:: Prompt ::
In the records below, reproduce as a numbered list the stretch that starts with the line containing "Question. Locate the sea" and ends with the line containing "x=120 y=106", both lines included. Omit blank lines.

*****

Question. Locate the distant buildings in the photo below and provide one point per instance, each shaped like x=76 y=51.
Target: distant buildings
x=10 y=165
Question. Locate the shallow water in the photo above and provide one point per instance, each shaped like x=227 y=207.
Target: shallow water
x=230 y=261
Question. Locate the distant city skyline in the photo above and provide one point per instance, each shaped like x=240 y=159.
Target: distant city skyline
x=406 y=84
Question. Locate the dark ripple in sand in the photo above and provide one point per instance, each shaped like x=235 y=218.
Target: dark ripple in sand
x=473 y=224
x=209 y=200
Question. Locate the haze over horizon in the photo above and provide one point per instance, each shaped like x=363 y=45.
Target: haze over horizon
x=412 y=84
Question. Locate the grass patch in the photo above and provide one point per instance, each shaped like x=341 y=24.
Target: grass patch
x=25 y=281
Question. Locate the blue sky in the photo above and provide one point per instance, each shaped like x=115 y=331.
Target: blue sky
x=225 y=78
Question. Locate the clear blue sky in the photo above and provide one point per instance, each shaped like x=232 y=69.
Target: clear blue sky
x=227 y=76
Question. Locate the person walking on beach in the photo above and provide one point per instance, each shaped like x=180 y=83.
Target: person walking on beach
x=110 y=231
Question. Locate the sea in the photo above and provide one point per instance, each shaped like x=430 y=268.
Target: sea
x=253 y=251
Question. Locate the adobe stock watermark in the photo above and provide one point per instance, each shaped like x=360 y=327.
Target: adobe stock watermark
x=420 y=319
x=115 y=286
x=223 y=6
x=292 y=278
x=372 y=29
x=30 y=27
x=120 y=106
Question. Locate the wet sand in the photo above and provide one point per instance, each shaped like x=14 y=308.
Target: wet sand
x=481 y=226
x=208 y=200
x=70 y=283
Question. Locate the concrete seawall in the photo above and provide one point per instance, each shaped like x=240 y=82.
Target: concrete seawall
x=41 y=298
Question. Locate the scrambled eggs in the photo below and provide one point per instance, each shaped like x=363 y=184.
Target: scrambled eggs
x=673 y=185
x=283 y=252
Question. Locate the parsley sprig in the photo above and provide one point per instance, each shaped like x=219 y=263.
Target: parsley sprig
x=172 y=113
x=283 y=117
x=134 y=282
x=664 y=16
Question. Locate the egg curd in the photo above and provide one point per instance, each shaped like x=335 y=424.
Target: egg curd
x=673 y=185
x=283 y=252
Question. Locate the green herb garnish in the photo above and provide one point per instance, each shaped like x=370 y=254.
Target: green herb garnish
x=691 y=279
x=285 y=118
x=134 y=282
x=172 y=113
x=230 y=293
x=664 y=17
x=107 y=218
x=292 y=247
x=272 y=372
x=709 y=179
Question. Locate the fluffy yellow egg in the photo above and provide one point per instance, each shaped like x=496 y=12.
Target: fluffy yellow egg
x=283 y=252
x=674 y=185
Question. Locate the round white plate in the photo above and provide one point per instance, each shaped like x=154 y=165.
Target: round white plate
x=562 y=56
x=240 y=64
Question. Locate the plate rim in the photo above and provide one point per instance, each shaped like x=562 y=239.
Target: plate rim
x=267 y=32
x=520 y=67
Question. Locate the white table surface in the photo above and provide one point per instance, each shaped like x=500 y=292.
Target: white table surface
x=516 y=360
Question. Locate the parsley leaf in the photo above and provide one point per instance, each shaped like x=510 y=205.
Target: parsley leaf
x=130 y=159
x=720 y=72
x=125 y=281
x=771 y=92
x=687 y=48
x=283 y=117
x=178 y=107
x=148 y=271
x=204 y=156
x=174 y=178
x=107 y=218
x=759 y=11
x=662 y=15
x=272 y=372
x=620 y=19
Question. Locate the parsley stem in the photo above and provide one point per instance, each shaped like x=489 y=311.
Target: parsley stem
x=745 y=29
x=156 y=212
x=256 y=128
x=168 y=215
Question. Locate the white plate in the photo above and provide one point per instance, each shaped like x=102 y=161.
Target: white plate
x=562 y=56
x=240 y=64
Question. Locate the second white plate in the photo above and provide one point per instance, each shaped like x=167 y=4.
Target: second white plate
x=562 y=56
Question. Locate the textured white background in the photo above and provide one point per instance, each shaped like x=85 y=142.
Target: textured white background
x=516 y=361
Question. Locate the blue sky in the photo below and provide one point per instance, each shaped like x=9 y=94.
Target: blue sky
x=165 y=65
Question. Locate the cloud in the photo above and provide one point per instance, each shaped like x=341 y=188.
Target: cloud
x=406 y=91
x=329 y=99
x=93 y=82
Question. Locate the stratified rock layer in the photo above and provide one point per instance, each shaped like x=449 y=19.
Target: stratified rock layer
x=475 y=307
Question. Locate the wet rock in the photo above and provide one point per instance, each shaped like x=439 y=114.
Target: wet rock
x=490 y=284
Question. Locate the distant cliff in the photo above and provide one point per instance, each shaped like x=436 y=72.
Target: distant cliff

*****

:: Solution ::
1. Question. Locate the sea in the photo above and provide one point per instance, each shaped like x=430 y=268.
2. Target: sea
3. x=253 y=251
4. Question. Locate the adobe stock watermark in the photo above and provide one point per instance, each shaped like x=360 y=327.
5. Target: adobe stock watermark
6. x=420 y=319
7. x=115 y=286
8. x=223 y=6
9. x=292 y=278
10. x=372 y=29
11. x=30 y=27
12. x=120 y=106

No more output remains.